▶ Selected excerpt:
— Begin —
Disclaimer and additional links

I'm submitting my feedback following my experiments with the current implementation of anchor positioning in Chrome Canary.

I wrote an article about my experiments, but decided to fill most of my feedback as separate issues here.

A quick summary of related links:

I'm using this issue instead of creating a new one in order not to duplicate things. The issue topic that I wanted to give — “[css-anchor-1] Alternative acceptance criteria”. I did not read in details the existing discussion, and I think I don't have all the context around it, so if what I would describe is/would already be possible with the current specs — let me know!

While most of my experiments were ok with the way the current acceptance criteria work, one of them was heavily limited by it.

The experiment in question: https://kizu.dev/anchor-positioning-experiments/#sidenotes-layout

In this experiment I wanted to attach one absolutely positioned element to another absolutely positioned element, and do this in a chain. This is very similar to cases with multiple nested popovers.

The workaround I found with wrapping things in multiple wrappers and placing the absolutely positioned elements in each of them in a descending order kinda works, but not feasible in any manner for any kind of production code.

While I find the current way things work acceptable (after all, most my other experiments were not blocked by this limitation), I would really-really want to be able to chain-link absolutely positioned elements effortlessly.

What if we could define an alternative acceptance criteria via some additional CSS property? Or maybe even just add it to the current list of them, as the last fallback?

Of course, what I'm talking is — the DOM order. With it there can never be any circularity issues, and while it is not perfect, it would allow us to solve a lot of things.
— End —
▶ Provided data:
— Begin —
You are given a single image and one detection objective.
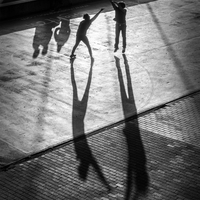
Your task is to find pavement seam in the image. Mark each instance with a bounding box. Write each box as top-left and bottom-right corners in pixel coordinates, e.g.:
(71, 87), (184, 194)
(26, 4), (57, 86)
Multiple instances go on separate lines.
(0, 90), (200, 171)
— End —
▶ The tasks:
#1 Translate this sentence from the anchor positioning feedback into French: "This is very similar to cases with multiple nested popovers."
#2 Rewrite everything from "A quick summary" down to "multiple nested popovers." in the anchor positioning feedback, swapping "absolutely positioned" for "fixed-position".
The records are irrelevant to what is asked here.

▶ Final answers:
#1 Ceci est très similaire aux cas comportant plusieurs popovers imbriqués.

#2
A quick summary of related links:

I'm using this issue instead of creating a new one in order not to duplicate things. The issue topic that I wanted to give — “[css-anchor-1] Alternative acceptance criteria”. I did not read in details the existing discussion, and I think I don't have all the context around it, so if what I would describe is/would already be possible with the current specs — let me know!

While most of my experiments were ok with the way the current acceptance criteria work, one of them was heavily limited by it.

The experiment in question: https://kizu.dev/anchor-positioning-experiments/#sidenotes-layout

In this experiment I wanted to attach one fixed-position element to another fixed-position element, and do this in a chain. This is very similar to cases with multiple nested popovers.